WHAT YOU WILL DO
Scan the material for "below". Copy every line it appears in.

(MATERIAL FOR THIS TASK begins)

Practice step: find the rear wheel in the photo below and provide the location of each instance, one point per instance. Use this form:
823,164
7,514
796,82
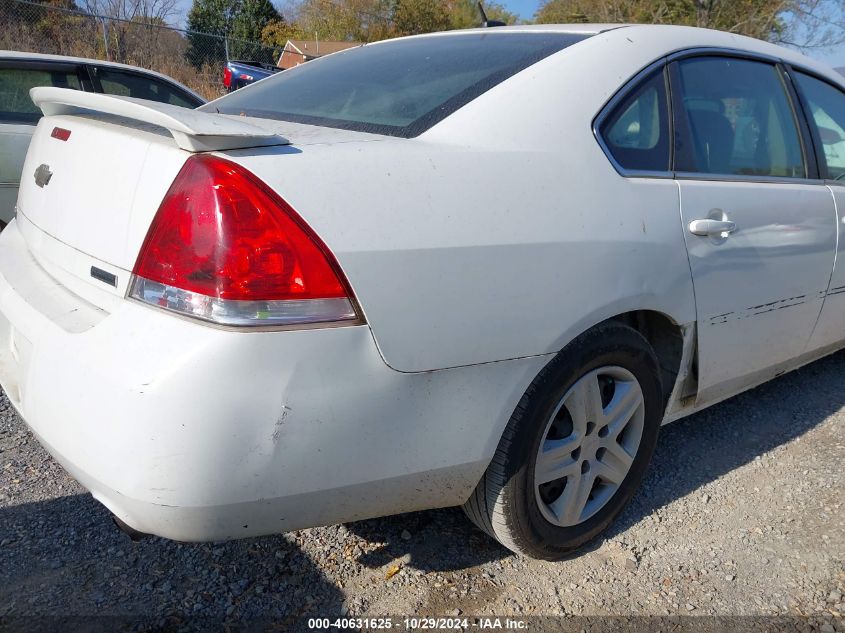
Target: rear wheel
575,448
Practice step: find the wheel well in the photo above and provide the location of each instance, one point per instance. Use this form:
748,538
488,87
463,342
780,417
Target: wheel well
666,338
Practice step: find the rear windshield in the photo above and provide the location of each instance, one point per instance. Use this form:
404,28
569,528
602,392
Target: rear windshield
400,88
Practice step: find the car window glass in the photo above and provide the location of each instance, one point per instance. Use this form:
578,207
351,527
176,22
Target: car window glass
827,107
117,82
15,104
400,87
739,120
637,131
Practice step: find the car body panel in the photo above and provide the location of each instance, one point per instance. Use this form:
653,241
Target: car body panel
831,322
477,251
169,428
15,135
759,290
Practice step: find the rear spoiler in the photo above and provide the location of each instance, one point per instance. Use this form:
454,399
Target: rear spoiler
192,130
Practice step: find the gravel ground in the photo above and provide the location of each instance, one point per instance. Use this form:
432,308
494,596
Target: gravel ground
741,514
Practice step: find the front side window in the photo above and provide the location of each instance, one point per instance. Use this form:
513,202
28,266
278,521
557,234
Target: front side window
827,108
637,131
15,104
738,120
127,84
396,87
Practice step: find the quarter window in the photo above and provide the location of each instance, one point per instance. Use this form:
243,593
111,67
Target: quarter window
736,120
125,84
637,131
827,107
15,104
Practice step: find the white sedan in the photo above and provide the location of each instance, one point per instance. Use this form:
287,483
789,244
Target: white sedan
478,267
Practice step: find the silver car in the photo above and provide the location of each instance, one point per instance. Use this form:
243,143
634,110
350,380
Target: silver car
18,115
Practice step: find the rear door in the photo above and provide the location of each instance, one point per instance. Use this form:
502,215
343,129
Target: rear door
760,230
18,116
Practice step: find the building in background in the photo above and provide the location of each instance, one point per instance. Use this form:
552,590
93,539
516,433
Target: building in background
299,51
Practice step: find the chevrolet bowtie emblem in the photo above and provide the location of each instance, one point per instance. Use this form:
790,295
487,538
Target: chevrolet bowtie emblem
43,175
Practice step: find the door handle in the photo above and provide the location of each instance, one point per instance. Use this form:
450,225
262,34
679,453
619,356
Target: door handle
712,228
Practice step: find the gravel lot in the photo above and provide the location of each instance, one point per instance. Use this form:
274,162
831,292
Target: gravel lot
742,514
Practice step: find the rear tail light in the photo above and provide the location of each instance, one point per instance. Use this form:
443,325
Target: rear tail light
225,248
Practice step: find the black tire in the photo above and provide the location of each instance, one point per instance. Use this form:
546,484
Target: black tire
504,503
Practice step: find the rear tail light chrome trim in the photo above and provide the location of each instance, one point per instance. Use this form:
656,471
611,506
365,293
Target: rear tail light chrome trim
228,312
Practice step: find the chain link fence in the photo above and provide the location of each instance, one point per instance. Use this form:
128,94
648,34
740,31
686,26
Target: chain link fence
191,58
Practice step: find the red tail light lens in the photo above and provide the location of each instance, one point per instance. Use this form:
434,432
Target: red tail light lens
226,248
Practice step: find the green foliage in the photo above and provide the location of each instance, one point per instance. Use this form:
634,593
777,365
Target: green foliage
242,20
464,14
763,19
411,17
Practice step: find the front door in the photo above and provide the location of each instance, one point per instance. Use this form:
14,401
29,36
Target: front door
760,235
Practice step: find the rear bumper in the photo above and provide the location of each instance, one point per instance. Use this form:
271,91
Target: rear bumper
196,433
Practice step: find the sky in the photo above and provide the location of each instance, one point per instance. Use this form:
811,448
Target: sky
525,9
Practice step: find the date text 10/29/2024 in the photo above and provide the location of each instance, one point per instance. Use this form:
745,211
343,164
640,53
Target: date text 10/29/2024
417,624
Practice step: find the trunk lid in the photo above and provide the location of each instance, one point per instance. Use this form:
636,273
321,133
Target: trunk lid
87,199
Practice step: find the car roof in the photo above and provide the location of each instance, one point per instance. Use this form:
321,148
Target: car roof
42,57
704,38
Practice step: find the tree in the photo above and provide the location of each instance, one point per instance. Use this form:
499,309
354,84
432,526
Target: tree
411,17
211,21
464,14
801,23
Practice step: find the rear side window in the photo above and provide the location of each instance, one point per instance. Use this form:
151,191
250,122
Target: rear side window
637,131
738,120
15,104
827,109
117,82
401,87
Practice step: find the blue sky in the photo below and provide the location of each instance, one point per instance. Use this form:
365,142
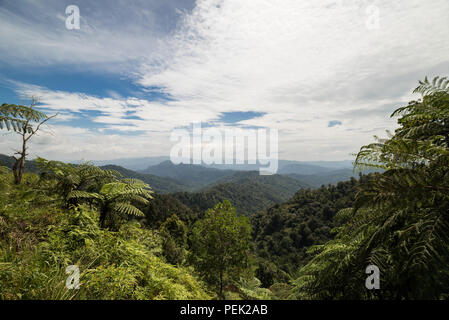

(MATERIAL FOR THIS TASK ends)

REPLY TO THE EXERCISE
Practice step: find the rear wheel in the photo below and provide the location of each instance, one point per instance. Use this form:
Practice step: find the blue sky in the photo below and provide the location of each instance, one point per instance. Use this form:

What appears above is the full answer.